**Goal:** Copy each of the items below word for word, leaving out the pictures.

**Given data:**
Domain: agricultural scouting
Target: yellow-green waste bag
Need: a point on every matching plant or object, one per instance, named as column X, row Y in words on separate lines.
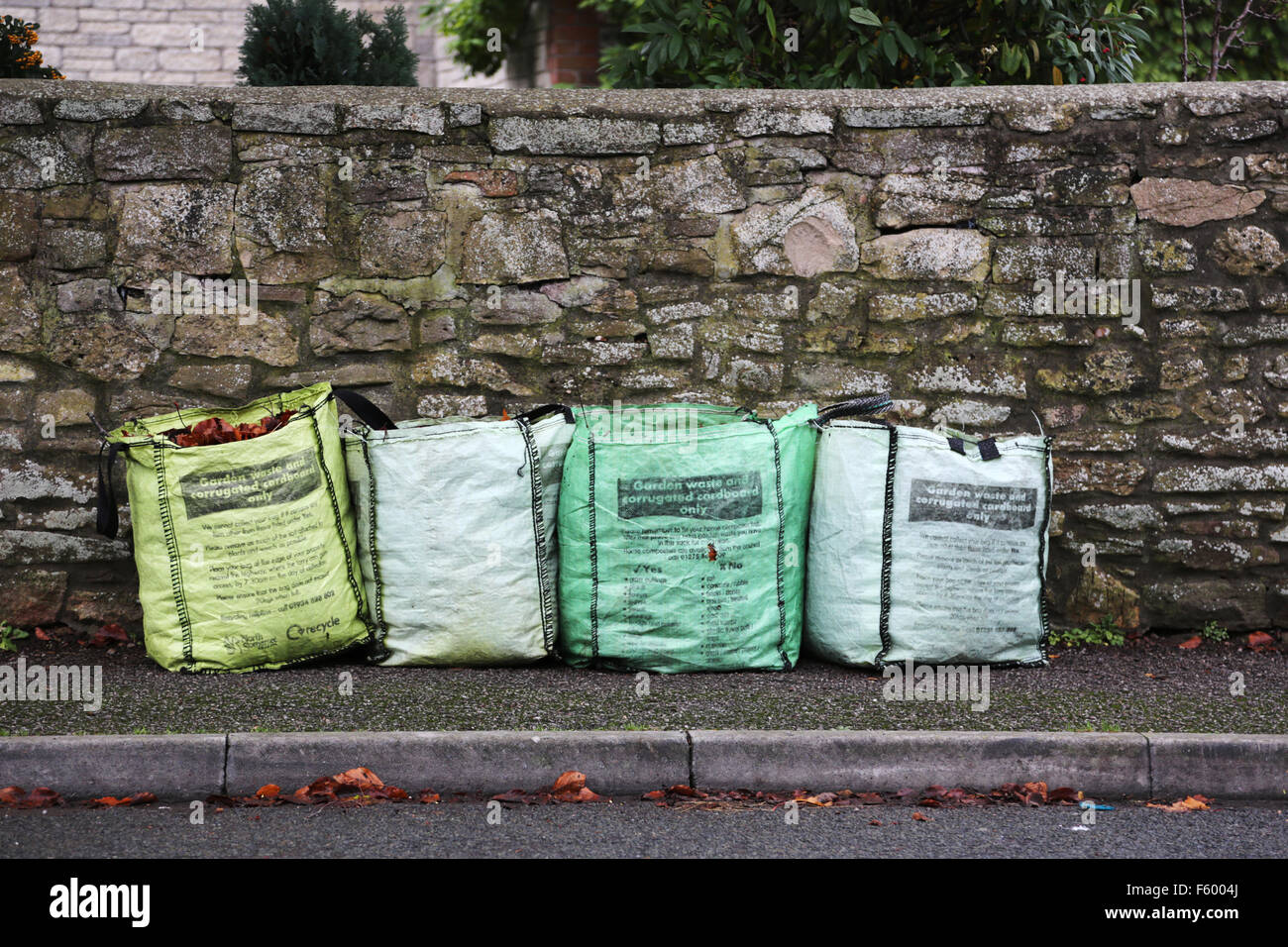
column 682, row 538
column 456, row 523
column 245, row 551
column 925, row 545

**Task result:**
Domain: agricultural scouting
Target: yellow-green waste bag
Need: a point on every matching plant or object, one per instance, named as column X, row Y in words on separate lines.
column 682, row 538
column 456, row 523
column 245, row 551
column 925, row 545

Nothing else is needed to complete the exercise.